TEXTO DE LECTURA:
....

El negociador ruso, Eduard de Stoeckl, fue premiado por pelear hasta el último centavo la venta de un extenso territorio improductivo, de clima extremo, colonos sufridos y, en caso de invasión, defensa insostenible. Del lado norteamericano, la operación resultó ser, según The New York Tribune, “la estupidez de Seward”, apellido del secretario de Estado que obtuvo por un voto en el Capitolio la venia para concretarla. ¿Lo barato salió caro? Descubrieron oro y petróleo. Lo de Trump con Groenlandia no deja de formar parte, entonces, de la tradición nacional y de la ambición personal.

Peor fue el plan de los diputados alemanes Josef Schlarmann y Frank Schäffler, de la coalición de Angela Merkel, de comprarle a Grecia, endeudada hasta el tuétano en 2010, algunas de las 6.000 islas esparcidas en los mares Egeo y Jónico. Era aprovecharse de la desgracia ajena. Distinta había sido “la propuesta más loca” de Bonn, aún capital de Alemania, formulada en 1993 por el diputado Dionys Jobst: puesto que “Mallorca se ha convertido casi en una isla con habitantes alemanes, el gobierno debería entablar contacto con España para comprarla”. ¿Un chiste alemán? El abuelo de Trump, de ese origen, quizá lo hubiera entendido.

....

ENTRADAS DEL CONJUNTO:
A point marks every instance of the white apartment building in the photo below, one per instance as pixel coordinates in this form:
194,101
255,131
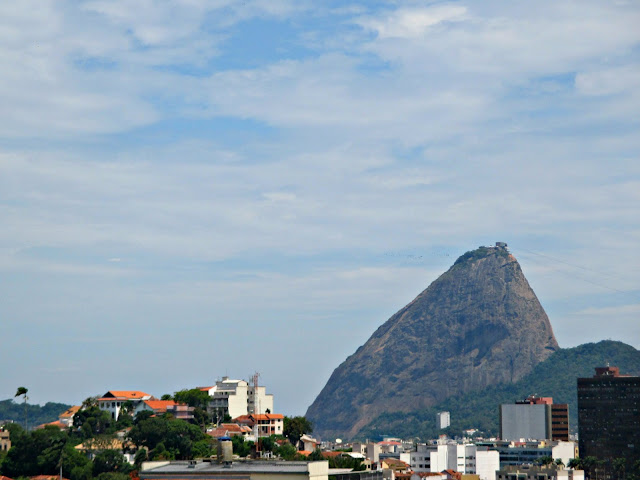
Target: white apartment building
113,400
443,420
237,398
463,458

....

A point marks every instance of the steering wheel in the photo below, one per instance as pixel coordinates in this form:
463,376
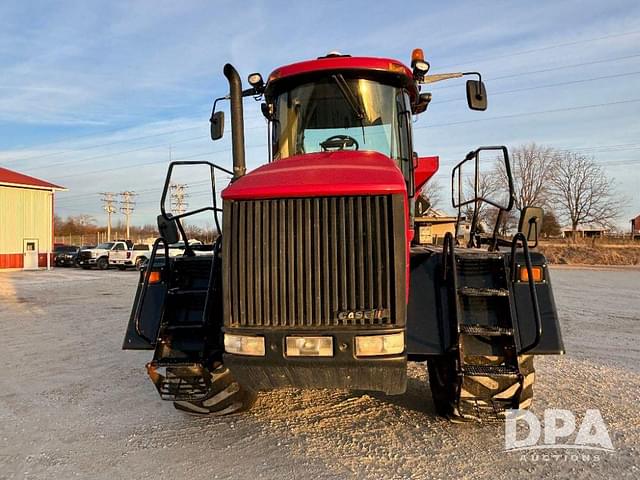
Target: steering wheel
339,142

....

CONSIGNAS:
• A. Según el texto de lectura, ¿por qué el diputado Dionys Jobst propuso en 1993 que el gobierno alemán comprara Mallorca? Explícalo en una a tres oraciones.
• B. Calcula cuántas líneas de las entradas contienen la cadena "apartment", teniendo en cuenta mayúsculas y minúsculas, y escribe únicamente el número.

RESPUESTAS POR TAREA:
• A. Jobst lo propuso porque Mallorca se había convertido casi en una isla con habitantes alemanes. Por eso, a su juicio, el gobierno debía entablar contacto con España para comprarla.

• B. 2